Do this: Write out each of the records below word for word, keeping every line and coordinate unchanged.

|---|

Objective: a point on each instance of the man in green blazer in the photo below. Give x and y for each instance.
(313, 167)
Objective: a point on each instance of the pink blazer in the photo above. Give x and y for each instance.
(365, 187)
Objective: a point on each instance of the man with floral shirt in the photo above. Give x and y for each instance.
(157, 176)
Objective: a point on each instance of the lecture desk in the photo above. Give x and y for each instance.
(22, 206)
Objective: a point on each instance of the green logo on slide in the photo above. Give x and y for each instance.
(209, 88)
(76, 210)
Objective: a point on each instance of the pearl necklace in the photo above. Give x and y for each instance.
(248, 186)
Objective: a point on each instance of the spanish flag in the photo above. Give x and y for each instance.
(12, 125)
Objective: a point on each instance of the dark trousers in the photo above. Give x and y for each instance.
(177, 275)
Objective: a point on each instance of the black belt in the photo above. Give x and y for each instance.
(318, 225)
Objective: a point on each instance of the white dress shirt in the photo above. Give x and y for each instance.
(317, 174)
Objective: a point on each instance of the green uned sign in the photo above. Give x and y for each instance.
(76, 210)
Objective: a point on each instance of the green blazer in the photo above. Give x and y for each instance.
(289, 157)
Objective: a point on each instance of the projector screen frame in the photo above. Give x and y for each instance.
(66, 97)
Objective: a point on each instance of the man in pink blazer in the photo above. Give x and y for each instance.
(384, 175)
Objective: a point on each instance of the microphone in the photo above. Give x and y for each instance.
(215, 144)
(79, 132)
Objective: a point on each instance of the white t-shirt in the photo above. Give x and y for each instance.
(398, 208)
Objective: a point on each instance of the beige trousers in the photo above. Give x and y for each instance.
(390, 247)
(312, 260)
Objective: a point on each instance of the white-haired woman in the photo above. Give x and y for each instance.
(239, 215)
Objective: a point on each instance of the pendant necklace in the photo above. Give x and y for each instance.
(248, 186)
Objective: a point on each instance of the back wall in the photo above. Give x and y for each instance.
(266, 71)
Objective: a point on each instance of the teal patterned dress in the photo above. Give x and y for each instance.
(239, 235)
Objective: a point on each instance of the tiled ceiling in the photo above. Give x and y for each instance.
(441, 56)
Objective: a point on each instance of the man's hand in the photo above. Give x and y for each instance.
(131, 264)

|---|

Result of the task:
Objective: a point on each instance of the man in green blazer in the photo below. Give x and y for each instance.
(313, 167)
Objective: a point on each instance of the pink blazer in the photo above. Give x and y for each instance.
(365, 187)
Objective: a point on each instance of the man with floral shirt in the photo above. Give x and y for each instance.
(157, 176)
Objective: a point on each instance of the lecture desk in the photo above. Give x and y for each instance.
(22, 206)
Objective: a point on each instance of the green logo on slide in the photo above. Give x and y for each instance.
(209, 88)
(76, 210)
Objective: a point on each instance of the pearl necklace in the photo above. Give x and y for each instance.
(248, 186)
Objective: a point on each instance of the spanish flag in the photo above. Give x and y for each instance.
(12, 125)
Objective: a point on each instance of the dark trousers in the photo above. Give x and y for each instance.
(177, 275)
Objective: a point on each instance of the black belt in the photo above. Give x and y for each instance.
(318, 225)
Objective: a point on each instance of the white dress shirt in the photo above. Give x and y for each instance.
(317, 174)
Objective: a point on each instance of the green uned sign in the photo above. Give x and y for each instance.
(76, 210)
Objective: a point on each instance of the green blazer in the photo above. Give x and y for each instance.
(289, 157)
Objective: a point on each instance of the projector screen frame in the photo above. Give x and y for each instance.
(66, 97)
Objective: a point on each instance of the man in pink blazer in the photo above. Give x and y for each instance.
(384, 175)
Objective: a point on each instance of the microphone in the photo above. Give x and y for each instance.
(215, 144)
(79, 132)
Objective: a point on each instance of the white t-shirt in the photo above. Give x and y for each instance.
(398, 208)
Objective: a point on each instance of the beige trousers in the photo above. Give x and y for each instance.
(390, 247)
(312, 260)
Objective: a point on each instance of the white-haired woman in the photo above. Give x and y for each instance.
(239, 215)
Objective: a point on each instance of the pendant necklace in the photo above. Give x and y for each instance.
(248, 186)
Objective: a point on each instance of the back wall in the photo above. Give x and y for each instance.
(266, 71)
Objective: a point on each instance of the teal patterned dress in the photo above. Give x and y for each instance.
(239, 235)
Objective: a point on each instance of the tiled ceiling in the photo above. Give x and y for each instance.
(441, 56)
Objective: a point on each instance of the man's hand in the photo above. Give x and y for each instance.
(131, 264)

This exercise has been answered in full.